Source data:
▬▬▬

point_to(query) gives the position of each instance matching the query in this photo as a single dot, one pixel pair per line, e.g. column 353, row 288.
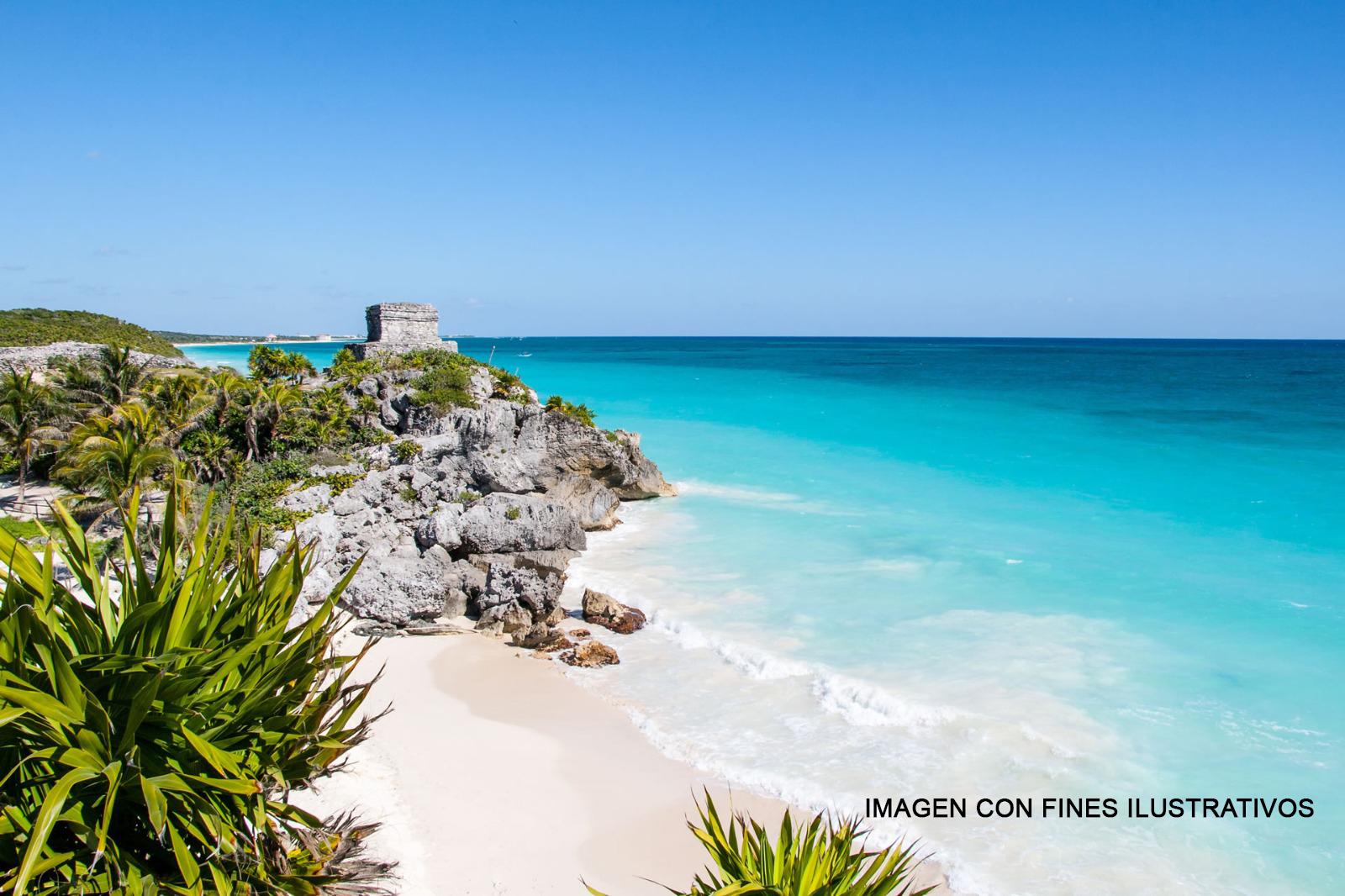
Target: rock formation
column 591, row 656
column 604, row 609
column 481, row 522
column 397, row 327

▬▬▬

Reproduce all the items, swapping "rock formation" for "stone outcrop" and keeping everything else unchanged. Leave the pictures out of your answer.

point_to(query) gives the position of each instance matching the query in this photo as a single dot, one pixel pair per line, e.g. column 353, row 288.
Target: stone outcrop
column 591, row 656
column 604, row 609
column 481, row 522
column 397, row 327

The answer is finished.